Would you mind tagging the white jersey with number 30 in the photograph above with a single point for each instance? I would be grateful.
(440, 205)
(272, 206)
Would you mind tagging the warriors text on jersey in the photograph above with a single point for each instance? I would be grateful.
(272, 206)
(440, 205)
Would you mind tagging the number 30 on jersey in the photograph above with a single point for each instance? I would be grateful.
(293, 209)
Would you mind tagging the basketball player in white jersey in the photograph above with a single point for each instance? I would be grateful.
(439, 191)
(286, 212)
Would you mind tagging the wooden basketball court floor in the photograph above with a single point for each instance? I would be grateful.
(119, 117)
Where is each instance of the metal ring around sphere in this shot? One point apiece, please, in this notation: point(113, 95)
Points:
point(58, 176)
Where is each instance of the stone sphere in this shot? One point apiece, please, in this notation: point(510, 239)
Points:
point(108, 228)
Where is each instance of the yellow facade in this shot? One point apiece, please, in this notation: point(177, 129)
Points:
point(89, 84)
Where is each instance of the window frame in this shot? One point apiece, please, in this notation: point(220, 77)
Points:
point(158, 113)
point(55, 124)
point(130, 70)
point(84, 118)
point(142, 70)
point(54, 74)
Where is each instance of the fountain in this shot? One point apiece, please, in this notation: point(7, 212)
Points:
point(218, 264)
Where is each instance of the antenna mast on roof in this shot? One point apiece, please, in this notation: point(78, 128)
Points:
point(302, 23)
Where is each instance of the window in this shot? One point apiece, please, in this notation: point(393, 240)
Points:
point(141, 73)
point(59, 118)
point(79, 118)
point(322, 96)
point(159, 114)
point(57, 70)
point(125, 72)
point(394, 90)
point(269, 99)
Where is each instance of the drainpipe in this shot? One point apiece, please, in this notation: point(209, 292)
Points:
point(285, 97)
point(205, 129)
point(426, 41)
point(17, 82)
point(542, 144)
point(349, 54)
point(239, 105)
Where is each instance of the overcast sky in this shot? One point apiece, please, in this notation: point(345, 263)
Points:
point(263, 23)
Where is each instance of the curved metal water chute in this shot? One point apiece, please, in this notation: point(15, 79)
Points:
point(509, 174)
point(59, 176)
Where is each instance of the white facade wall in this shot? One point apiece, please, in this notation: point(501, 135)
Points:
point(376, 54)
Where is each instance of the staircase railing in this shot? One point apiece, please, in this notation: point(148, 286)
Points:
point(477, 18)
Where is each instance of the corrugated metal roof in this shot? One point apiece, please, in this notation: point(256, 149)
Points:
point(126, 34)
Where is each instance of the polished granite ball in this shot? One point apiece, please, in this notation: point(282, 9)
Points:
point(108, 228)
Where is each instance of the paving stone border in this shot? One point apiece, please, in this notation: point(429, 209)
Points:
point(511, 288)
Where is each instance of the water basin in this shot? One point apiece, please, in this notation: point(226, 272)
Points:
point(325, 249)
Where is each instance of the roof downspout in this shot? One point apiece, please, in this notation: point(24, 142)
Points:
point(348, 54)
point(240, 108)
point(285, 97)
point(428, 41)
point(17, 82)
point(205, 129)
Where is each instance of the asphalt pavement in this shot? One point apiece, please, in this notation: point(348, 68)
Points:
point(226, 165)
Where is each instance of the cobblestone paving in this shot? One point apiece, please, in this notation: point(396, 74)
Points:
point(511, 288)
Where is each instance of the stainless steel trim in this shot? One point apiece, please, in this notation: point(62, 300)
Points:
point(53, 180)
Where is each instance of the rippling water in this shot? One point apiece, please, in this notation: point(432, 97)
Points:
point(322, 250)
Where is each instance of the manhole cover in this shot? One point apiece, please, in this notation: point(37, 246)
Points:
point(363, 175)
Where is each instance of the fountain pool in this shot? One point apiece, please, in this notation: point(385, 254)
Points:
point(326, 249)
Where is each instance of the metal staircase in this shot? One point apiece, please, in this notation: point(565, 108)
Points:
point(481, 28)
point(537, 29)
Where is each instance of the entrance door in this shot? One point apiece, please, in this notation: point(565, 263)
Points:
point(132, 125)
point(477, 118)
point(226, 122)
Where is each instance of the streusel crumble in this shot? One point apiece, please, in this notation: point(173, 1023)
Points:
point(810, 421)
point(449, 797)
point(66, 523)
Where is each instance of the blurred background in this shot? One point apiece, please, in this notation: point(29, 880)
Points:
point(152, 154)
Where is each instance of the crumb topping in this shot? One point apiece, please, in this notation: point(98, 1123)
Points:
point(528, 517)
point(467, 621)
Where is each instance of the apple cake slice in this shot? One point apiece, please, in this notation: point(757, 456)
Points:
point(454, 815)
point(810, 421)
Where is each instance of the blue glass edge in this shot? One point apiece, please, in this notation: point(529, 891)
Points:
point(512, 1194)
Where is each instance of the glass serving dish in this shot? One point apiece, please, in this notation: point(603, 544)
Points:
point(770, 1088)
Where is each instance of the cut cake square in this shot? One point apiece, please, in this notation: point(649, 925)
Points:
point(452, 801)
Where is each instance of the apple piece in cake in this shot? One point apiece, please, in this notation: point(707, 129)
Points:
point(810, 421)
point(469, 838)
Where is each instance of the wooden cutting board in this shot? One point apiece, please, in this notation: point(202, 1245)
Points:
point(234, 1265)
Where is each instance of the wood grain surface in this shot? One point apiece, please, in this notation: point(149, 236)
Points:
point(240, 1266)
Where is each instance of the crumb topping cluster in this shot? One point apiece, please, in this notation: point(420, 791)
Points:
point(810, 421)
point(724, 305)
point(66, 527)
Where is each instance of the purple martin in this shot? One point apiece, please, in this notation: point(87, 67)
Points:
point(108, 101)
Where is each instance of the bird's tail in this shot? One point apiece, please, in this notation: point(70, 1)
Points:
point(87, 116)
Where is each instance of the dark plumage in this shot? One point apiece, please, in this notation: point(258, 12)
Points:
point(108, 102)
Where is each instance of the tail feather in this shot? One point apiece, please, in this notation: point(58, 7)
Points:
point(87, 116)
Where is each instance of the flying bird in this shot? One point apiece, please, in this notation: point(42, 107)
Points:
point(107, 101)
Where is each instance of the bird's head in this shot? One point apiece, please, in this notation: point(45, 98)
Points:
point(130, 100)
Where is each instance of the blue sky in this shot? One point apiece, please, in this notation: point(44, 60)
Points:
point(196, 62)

----

_Your goal_
Copy all of the data above line for line, changing nothing.

_Output of the exercise_
Would you mind tagging the white jersey with number 30 in the photograph above with a single point for each instance? I would be grateful.
(440, 205)
(272, 206)
Would you mind tagging the warriors text on jersey in the photograph above with a single point for each instance? I would be grateful.
(272, 206)
(440, 205)
Would you mind tagging the number 30 on jersey in the photograph above with a single point for each instance? I would be grateful.
(293, 209)
Would you mind tagging the basketball player in white jersey in the photograph above with a single point for each instance? I would be grateful.
(439, 191)
(286, 212)
Would you mind tagging the wooden basketball court floor in the photograph above with a single point for each instance? I would be grateful.
(119, 117)
Where is each instance of the metal ring around sphere in this shot? One point apiece, please, in this notation: point(113, 95)
Points:
point(58, 176)
Where is each instance of the stone sphere in this shot? One point apiece, please, in this notation: point(510, 239)
Points:
point(108, 228)
Where is each instance of the yellow facade in this shot? One point apiece, please, in this notation: point(177, 129)
Points:
point(89, 84)
Where is each instance of the window frame in this shot? One point apiece, please, in this notation: point(220, 77)
Points:
point(158, 113)
point(55, 124)
point(130, 70)
point(84, 118)
point(142, 70)
point(54, 74)
Where is each instance of the fountain in this shot? One point apiece, please, in this notation: point(7, 212)
Points:
point(218, 264)
Where is each instance of the antenna mast on roof in this shot? One point apiece, please, in this notation: point(78, 128)
Points:
point(302, 23)
Where is each instance of the window in this shot? One point apiece, please, in this notation: point(393, 240)
Points:
point(141, 73)
point(59, 118)
point(79, 118)
point(322, 96)
point(159, 114)
point(57, 70)
point(125, 72)
point(394, 90)
point(269, 99)
Where is each instance of the drainpipe in this shot? One point apiece, please, in this notation: point(209, 292)
Points:
point(285, 97)
point(205, 129)
point(426, 41)
point(17, 82)
point(542, 144)
point(349, 54)
point(239, 105)
Where is each instance of the overcast sky in this shot? One point apiece, please, in this notation: point(345, 263)
Points:
point(263, 23)
Where is each instance of the curved metal water chute in this shot? One point apiece, please, in this notation: point(15, 79)
Points:
point(509, 174)
point(59, 176)
Where is each instance of the white facade wall in this shot? One point apiece, please, in this notation: point(501, 135)
Points:
point(376, 54)
Where is each instance of the staircase railing in this shot? One point apiece, please, in this notation: point(148, 286)
Points:
point(477, 18)
Where is each instance of the corrugated metal roof in this shot? One point apiece, please, in this notation: point(256, 149)
Points:
point(126, 34)
Where is each instance of the polished granite ball in this shot? One point apiece, please, in this notation: point(282, 9)
Points:
point(108, 228)
Where is each instance of the paving stone border in this shot? One point apiece, please, in this notation: point(429, 209)
Points:
point(511, 288)
Where is each instance of the water basin in this shot? One point apiece, please, in this notation: point(226, 272)
Points:
point(325, 249)
Where is each instance of the roof downspout in this shot? One point apiece, please, in this notation: point(24, 142)
Points:
point(348, 54)
point(240, 108)
point(285, 97)
point(428, 41)
point(17, 82)
point(205, 129)
Where is each instance of the asphalt pavement in this shot? One point apiece, please, in this notation: point(348, 68)
Points:
point(226, 165)
Where is each instance of the cobblestone paving in this shot? One point apiece, please, in this notation: point(396, 74)
Points:
point(511, 288)
Where is each instance of the stainless steel trim in this shot? One point apiece, please, in this notation: point(62, 300)
Points:
point(53, 180)
Where is each instance of the rippling water in this shot? One point apiece, please, in this notation: point(432, 97)
Points:
point(322, 250)
Where is each instance of the manhole cover in this shot? One point apiece, please, in this notation: point(37, 246)
Points:
point(363, 175)
Where is each instance of the fountain pool in this shot? One point apiece, please, in this notation: point(385, 254)
Points:
point(326, 249)
Where is each instance of the metal staircase in this shot? One point apiece, please, in this notation: point(565, 108)
Points:
point(481, 28)
point(537, 29)
Where is each instance of the entrance door in this shot? One point apiece, please, in this notation: point(565, 263)
Points:
point(132, 125)
point(477, 118)
point(226, 122)
Where is each instance of the streusel crumble in this shot? One point apiece, please, in this notation: point(173, 1023)
Points:
point(810, 421)
point(449, 797)
point(66, 523)
Where is each instance of the blurred background in this shot? One point apiece, please, in this notation: point(29, 880)
Points:
point(152, 154)
Where is each instance of the crumb topping in this shot? One point apiece, please, in this notation: point(98, 1123)
Points:
point(528, 517)
point(467, 621)
Where is each instance of the apple cake slice in this shot? One point apiece, please, in this notation: point(757, 456)
Points:
point(454, 815)
point(810, 421)
Where is each instance of the blue glass edge in this shot? One point apiece, please, in this notation: point(529, 891)
Points:
point(512, 1194)
Where is each instance of the glass serving dish in this shot? One point apiece, please, in this notation: point(603, 544)
Points:
point(770, 1088)
Where is each instance of the cut cake square in this shot? One point apiece, please, in this notation: point(649, 925)
Points:
point(452, 801)
Where is each instance of the apple piece in cake in this shot? One point apiece, please, in this notation: point(707, 129)
Points:
point(810, 421)
point(469, 838)
Where is each instance of the wooden cutting board in this shot? One point apiece, please, in this notation: point(202, 1245)
Points:
point(234, 1265)
Where is each instance of the wood grain surface in this shot? One point apiece, please, in this notation: point(149, 236)
Points:
point(240, 1266)
Where is each instance of the crumb topping cluster in this shot? One point apiece, please, in this notation: point(420, 791)
Points:
point(810, 421)
point(724, 305)
point(66, 527)
Where is each instance of the purple martin in this shot? One point apiece, please, in this notation: point(87, 67)
Points:
point(108, 101)
Where is each instance of the bird's tail in this shot? One point apiece, please, in this notation: point(70, 1)
Points:
point(87, 116)
Where is each instance of the dark plumage in this shot? One point apiece, please, in this notation: point(258, 12)
Points:
point(108, 102)
Where is each instance of the tail feather in this shot? One point apiece, please, in this notation: point(58, 7)
Points:
point(87, 116)
Where is each instance of the flying bird in this shot? One point apiece, please, in this notation: point(42, 107)
Points:
point(107, 101)
Where is each instance of the bird's head in this shot? One point apiece, please, in this notation: point(45, 98)
Points:
point(130, 100)
Where is each instance of the blue sky in this shot? One point apiece, please, in this notation: point(44, 60)
Points:
point(196, 62)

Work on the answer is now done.